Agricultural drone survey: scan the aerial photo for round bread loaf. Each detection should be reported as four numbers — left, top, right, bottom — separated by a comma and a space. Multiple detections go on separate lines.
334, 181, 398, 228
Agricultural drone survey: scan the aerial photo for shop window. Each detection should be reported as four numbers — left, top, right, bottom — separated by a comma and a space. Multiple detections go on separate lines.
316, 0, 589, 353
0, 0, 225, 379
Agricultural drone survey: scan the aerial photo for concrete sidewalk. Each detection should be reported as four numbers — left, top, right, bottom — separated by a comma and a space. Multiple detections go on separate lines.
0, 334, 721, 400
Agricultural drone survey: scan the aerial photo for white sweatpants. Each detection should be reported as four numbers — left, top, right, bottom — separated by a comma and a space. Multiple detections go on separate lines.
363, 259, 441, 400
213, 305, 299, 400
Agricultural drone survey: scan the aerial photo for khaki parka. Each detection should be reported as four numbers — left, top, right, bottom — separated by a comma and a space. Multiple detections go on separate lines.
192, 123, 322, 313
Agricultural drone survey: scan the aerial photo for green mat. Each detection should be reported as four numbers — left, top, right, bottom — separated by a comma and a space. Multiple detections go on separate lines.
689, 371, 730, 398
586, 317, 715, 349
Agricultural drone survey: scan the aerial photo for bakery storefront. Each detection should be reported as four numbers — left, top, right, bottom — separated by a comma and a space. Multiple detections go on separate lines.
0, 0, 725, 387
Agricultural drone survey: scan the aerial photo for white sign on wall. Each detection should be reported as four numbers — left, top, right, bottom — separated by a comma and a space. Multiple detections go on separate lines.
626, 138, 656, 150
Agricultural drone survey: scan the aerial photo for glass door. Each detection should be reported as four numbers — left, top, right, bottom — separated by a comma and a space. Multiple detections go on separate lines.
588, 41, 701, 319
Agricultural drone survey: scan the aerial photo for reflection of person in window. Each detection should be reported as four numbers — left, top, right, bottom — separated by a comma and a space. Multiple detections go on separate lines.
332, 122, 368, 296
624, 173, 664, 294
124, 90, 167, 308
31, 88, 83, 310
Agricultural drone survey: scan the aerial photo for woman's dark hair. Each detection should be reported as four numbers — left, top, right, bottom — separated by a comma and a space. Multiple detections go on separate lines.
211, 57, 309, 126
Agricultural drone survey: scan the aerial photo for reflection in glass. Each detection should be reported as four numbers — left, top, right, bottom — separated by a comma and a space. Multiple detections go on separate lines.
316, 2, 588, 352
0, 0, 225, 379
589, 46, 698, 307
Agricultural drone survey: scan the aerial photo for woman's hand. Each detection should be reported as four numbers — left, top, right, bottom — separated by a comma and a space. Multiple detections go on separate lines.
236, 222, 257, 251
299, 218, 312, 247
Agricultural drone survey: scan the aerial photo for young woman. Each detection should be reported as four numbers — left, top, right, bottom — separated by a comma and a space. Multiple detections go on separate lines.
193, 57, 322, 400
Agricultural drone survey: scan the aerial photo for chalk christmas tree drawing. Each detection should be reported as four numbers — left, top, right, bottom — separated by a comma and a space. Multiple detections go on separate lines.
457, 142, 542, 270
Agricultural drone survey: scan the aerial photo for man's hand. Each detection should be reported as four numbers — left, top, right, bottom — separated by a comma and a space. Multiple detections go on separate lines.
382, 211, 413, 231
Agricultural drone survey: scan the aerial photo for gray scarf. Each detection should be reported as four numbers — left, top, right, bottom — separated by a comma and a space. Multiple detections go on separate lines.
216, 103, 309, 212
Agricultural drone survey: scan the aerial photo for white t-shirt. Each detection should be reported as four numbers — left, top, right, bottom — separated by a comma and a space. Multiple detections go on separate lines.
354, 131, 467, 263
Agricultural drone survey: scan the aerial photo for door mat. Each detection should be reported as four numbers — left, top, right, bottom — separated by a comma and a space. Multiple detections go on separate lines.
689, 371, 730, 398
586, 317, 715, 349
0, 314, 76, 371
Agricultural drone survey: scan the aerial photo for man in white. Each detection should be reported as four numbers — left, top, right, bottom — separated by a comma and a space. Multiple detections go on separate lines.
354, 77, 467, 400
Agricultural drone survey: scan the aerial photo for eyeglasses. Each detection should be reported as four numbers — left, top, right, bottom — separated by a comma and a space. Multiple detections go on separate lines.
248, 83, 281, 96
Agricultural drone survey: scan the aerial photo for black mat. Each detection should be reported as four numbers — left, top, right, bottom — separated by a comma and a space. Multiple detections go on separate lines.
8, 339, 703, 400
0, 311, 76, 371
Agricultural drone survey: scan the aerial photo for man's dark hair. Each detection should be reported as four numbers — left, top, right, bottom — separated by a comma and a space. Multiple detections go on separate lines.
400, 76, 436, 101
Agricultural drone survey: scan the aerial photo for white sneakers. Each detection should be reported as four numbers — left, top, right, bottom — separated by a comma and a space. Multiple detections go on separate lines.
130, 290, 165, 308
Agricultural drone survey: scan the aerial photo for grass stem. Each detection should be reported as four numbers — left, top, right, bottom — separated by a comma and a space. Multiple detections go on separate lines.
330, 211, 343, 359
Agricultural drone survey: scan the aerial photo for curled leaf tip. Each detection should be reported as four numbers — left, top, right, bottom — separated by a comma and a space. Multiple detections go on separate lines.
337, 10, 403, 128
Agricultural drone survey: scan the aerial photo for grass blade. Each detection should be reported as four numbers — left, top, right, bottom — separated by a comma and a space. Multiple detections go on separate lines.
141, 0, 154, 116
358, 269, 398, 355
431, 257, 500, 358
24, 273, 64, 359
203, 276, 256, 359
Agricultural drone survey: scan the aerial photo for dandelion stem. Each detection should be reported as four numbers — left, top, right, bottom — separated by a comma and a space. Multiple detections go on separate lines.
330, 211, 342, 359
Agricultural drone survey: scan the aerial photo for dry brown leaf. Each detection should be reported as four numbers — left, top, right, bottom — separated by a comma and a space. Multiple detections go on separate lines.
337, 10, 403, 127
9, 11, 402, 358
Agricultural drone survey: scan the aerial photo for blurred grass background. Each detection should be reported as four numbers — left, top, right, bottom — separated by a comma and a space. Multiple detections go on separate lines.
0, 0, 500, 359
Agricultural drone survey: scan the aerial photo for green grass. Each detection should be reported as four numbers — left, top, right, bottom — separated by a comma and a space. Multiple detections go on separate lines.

▬▬▬▬▬▬▬▬▬▬

JOB: Reproduce every one of the entries above in full, substituting "overhead image" for each occurrence of "aerial photo" and leaving all other text unchanged.

FINAL RESULT:
Agricultural drone survey: scan the overhead image for round bread loaf. Each detection should be reported as four numbers — left, top, right, bottom — separated by a comma and a space. Multiple detections go on separate lines.
334, 181, 398, 228
Agricultural drone survey: scan the overhead image for shop window. Each detection should be reported as four numbers — left, top, right, bottom — separated by a comma and a space. Multiple detections go on separate lines.
316, 0, 589, 353
0, 0, 225, 379
Agricultural drone survey: scan the overhead image for concrete sidewalk. Each detection should be reported as four numbers — left, top, right, bottom — separated by a comma and a space. Multiple detections go on separate lines.
0, 334, 721, 400
Agricultural drone survey: scan the overhead image for white sweatpants. Each detection should be reported as four numbers — left, top, right, bottom — separated by a comma and a space. Multiple detections go on separate lines.
363, 259, 441, 400
213, 305, 299, 400
Agricultural drone survey: scan the overhead image for khaki parka. Each detection should be reported as four numbers — left, top, right, bottom — separated by a comma and a space. Multiple detections go on separate lines.
192, 123, 322, 313
Agricultural drone survey: scan the overhead image for green mat. Each detection should be reported as four numbers — left, top, right, bottom — separated by a comma and a space. Multiple detections go on separate lines.
689, 371, 730, 398
586, 317, 715, 349
Agricultural drone survey: scan the overhead image for bakery storefront. Each detection should be reported as four numbers — left, top, right, bottom — separated by a comma and a space. Multiple detections go on separate lines.
0, 0, 725, 387
Agricultural drone survey: scan the overhead image for white sign on wall. Each detection should be reported as four numbers — left, top, right, bottom — separated by a comma and a space. Multiple detections go on separate lines.
626, 138, 656, 150
Agricultural drone survey: scan the overhead image for glass door. Each detection should be reported as four numbers — left, top, right, bottom — separated by a comma and a space. Multiple detections go on separate lines.
588, 41, 701, 319
Agricultural drone survey: scan the overhead image for reflection of person in window. Each detection should be reported as four numbers — left, top, right, bottom — separated by a comma and a space. Multiple detections go on separate lines.
332, 122, 368, 296
624, 173, 664, 294
124, 90, 167, 308
31, 88, 83, 310
Agricultural drone survey: scan the overhead image for woman's dark hair. Each detection should be reported as four numbers — left, top, right, bottom — separated by a comma and a space. Multiple detections go on separate lines.
211, 57, 309, 126
Agricultural drone survey: scan the overhead image for reflection in glass. Each detection should be reported as four numbers — left, top, right, bottom — separated by a comma and a space. Multiple detections go on separate lines.
316, 2, 588, 352
0, 0, 225, 379
589, 46, 698, 307
Agricultural drone survey: scan the overhead image for woman's hand. Each detection should be reported as four numbers — left, top, right, bottom — separated by a comma and a space. Multiple detections go on separate lines.
236, 222, 257, 251
299, 218, 312, 247
Agricultural drone survey: scan the overhead image for young woman. Each detection should be reported as four numbers — left, top, right, bottom — separated by a comma and a space. Multiple detections go on separate lines.
193, 57, 322, 400
Agricultural drone survey: scan the overhead image for chalk christmas tree drawing. Each detection should be reported as four numbers — left, top, right, bottom — separated by a comma and a space. Multiple detections go on separate lines.
457, 142, 542, 270
Agricultural drone survey: scan the overhead image for man's hand. Each detection should be reported as four numbers — left, top, right, bottom — separated by a comma and a space. Multiple detections go on separate lines.
382, 211, 413, 231
Agricultural drone survey: scan the overhead image for gray scarf. Each detection should be reported as four numbers — left, top, right, bottom — separated by a comma and a space. Multiple detections go on separate lines.
216, 103, 309, 212
Agricultural drone survey: scan the overhead image for white t-shirt. Each detection should be reported as four numbers — left, top, right, bottom — separated by a comma and a space. Multiple detections go on separate lines.
354, 131, 467, 263
Agricultural drone survey: scan the overhead image for door mat. Each detection should be reported as four numbers — left, top, right, bottom — separated by a comma and a space. Multiple detections go on separate lines.
689, 371, 730, 398
586, 317, 715, 349
0, 314, 76, 371
Agricultural drone survey: scan the overhead image for man in white. Each detection should be reported as four numbers — left, top, right, bottom — separated by a comma and a space. Multiple detections go on separate lines.
354, 77, 467, 400
Agricultural drone survey: scan the overhead image for eyeglasses. Each detection should be reported as four numbers — left, top, right, bottom — separated by a comma and a space. Multiple detections go on separate lines.
248, 83, 281, 96
Agricultural drone survey: scan the overhead image for black mat. Each detection should be reported as four numbers — left, top, right, bottom — separated by a comma and a space. Multiple detections go on separate lines.
8, 339, 703, 400
0, 311, 76, 371
Agricultural drone survey: scan the overhead image for man's dark hair. Each detection should be reported as four numbers — left, top, right, bottom — separated by a comma and a space. Multiple detections go on separate lines.
400, 76, 436, 101
Agricultural drone survey: scan the overhead image for white sneakers. Each detection should be reported as four numbers — left, top, right, bottom — separated by a comma and a space. Multiple detections go on separate lines.
130, 290, 165, 308
Agricultural drone survey: scan the overhead image for grass stem. Each detection should be reported as four numbers — left, top, right, bottom — separated by a comma and a space. Multiple detections go on separate lines.
330, 211, 343, 359
Agricultural drone survey: scan the overhead image for curled leaf tip. Each detection should be reported as four numbers — left, top, right, bottom — separated by a comma and a space. Multiple detections go on separate lines.
337, 10, 403, 128
Agricultural drone survey: scan the overhead image for grass blade. Each detection should be reported as four numbers — left, top, right, bottom — separated by a comma and a space. Multiple detections go on separate lines.
141, 0, 154, 116
358, 269, 398, 355
431, 257, 500, 358
24, 273, 64, 359
203, 276, 256, 359
Agricultural drone survey: scan the overhead image for dandelion stem. Each detection should be reported as four numbers — left, top, right, bottom — separated by a comma and a space. Multiple detections go on separate lines.
330, 211, 342, 359
Agricultural drone survey: scan the overhead image for dry brown leaf. Each detection should be reported as four numbers — left, top, right, bottom — separated by a comma and a space. Multiple detections go on separate lines.
337, 10, 403, 127
9, 11, 402, 358
Agricultural drone survey: scan the overhead image for blurred grass background. Each detection should be reported as four numbers — left, top, right, bottom — separated by a comma and a space. Multiple detections go on separate lines.
0, 0, 500, 359
Agricultural drone survey: scan the overhead image for green grass. Each detection should be reported as four numbers — left, top, right, bottom — separated by a comma and a space. Multiple detections go on separate lines.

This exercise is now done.